▶ EXERCISE TASK
Rewrite the listing below as a JSON list of strings, one string per line, skipping blank lines and leaving out the pictures.

▶ RECORD SET
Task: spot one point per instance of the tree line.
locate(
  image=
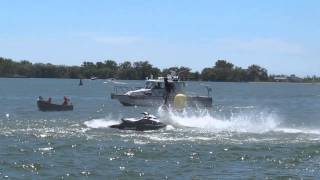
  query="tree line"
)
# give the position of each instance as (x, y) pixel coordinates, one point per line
(220, 71)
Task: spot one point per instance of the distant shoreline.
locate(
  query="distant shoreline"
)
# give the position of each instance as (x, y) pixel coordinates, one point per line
(251, 82)
(222, 71)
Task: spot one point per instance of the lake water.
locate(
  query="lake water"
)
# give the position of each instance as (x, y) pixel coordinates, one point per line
(254, 130)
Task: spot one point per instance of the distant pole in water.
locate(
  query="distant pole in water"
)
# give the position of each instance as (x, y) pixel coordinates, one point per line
(80, 83)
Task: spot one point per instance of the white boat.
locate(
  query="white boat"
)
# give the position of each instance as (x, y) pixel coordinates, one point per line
(153, 94)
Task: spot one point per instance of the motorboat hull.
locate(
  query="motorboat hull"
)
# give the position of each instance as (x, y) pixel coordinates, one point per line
(192, 101)
(140, 125)
(46, 106)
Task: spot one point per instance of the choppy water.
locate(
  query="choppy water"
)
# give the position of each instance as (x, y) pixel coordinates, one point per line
(254, 130)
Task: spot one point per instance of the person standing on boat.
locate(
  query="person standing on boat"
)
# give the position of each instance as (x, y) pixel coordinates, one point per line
(169, 88)
(49, 100)
(65, 101)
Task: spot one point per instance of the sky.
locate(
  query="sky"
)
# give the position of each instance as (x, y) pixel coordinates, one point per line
(282, 36)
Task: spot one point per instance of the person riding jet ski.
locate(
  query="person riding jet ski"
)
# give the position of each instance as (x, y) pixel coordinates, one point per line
(147, 122)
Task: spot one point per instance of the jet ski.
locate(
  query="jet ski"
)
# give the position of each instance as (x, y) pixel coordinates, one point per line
(147, 122)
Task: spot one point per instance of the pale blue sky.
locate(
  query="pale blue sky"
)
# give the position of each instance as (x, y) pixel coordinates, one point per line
(280, 35)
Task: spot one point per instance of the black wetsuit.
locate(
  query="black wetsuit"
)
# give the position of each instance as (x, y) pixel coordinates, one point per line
(168, 87)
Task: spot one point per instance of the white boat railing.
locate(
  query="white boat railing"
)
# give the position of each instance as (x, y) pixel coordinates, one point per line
(119, 90)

▶ ANSWER IN FULL
[
  "Task: spot one point per instance of the tree line.",
  "locate(",
  "  image=",
  "  query=\"tree line\"",
  ")",
  "# give the position of each instance as (x, y) pixel coordinates, one point per line",
  "(220, 71)",
  "Task: spot one point per instance of the distant shoreline.",
  "locate(",
  "  query=\"distant shoreline\"",
  ")",
  "# give the position of each instance as (x, y) pixel coordinates, one point per line",
  "(251, 82)",
  "(222, 71)",
  "Task: spot one point per instance of the lake water.",
  "locate(",
  "  query=\"lake water\"",
  ")",
  "# give the position of each instance as (x, y) pixel coordinates, one point per line",
  "(254, 130)",
  "Task: spot one point per instance of the distant pole in water.",
  "locate(",
  "  query=\"distant pole in water\"",
  ")",
  "# give the position of each instance as (x, y) pixel coordinates, one point per line",
  "(80, 83)",
  "Task: spot one point per instance of the white boat.",
  "locate(",
  "  query=\"white boat\"",
  ")",
  "# give the position of each instance as (x, y) pixel coordinates, one point per line",
  "(153, 94)",
  "Task: spot one point per instance of the motorboat hull.",
  "locate(",
  "  query=\"motorboat hull\"",
  ")",
  "# give the position of each instance as (x, y) pixel coordinates, one point per line",
  "(192, 101)",
  "(140, 125)",
  "(46, 106)",
  "Task: spot one point per instance of the choppy water.",
  "locate(",
  "  query=\"choppy water\"",
  ")",
  "# give the position of each instance as (x, y) pixel coordinates, one point per line",
  "(254, 130)",
  "Task: spot one point per instance of the person standing on boat.",
  "locate(",
  "  query=\"person standing on boat\"",
  ")",
  "# give the position of each instance as (x, y) pixel coordinates, one point per line",
  "(169, 88)",
  "(49, 100)",
  "(65, 101)",
  "Task: spot one point per instance of the sky.",
  "locate(",
  "  query=\"sky\"",
  ")",
  "# give the position of each instance as (x, y) pixel coordinates, one point per line",
  "(282, 36)",
  "Task: spot one point per instance of the person riding jet ski.",
  "locate(",
  "  query=\"person riding jet ski\"",
  ")",
  "# give the position of each instance as (x, y) pixel coordinates, one point per line",
  "(147, 122)",
  "Task: spot one point per instance of the jet ski.",
  "locate(",
  "  query=\"jet ski\"",
  ")",
  "# give the position of each instance as (x, y) pixel coordinates, one point per line",
  "(147, 122)",
  "Task: spot one point per instance of the pale blue sky.",
  "locate(",
  "  query=\"pale blue sky\"",
  ")",
  "# give the position of each instance as (x, y) pixel coordinates, one point per line",
  "(280, 35)",
  "Task: spot one point per instance of the black wetsuit.",
  "locate(",
  "  query=\"black wetsuit\"",
  ")",
  "# give the position of each instance as (x, y) pixel coordinates, one point per line",
  "(168, 87)",
  "Task: spot one point per instance of the white boat railing.",
  "locate(",
  "  query=\"white boat railing\"",
  ")",
  "# give the position of each instance as (x, y) pixel coordinates, one point per line",
  "(119, 90)"
]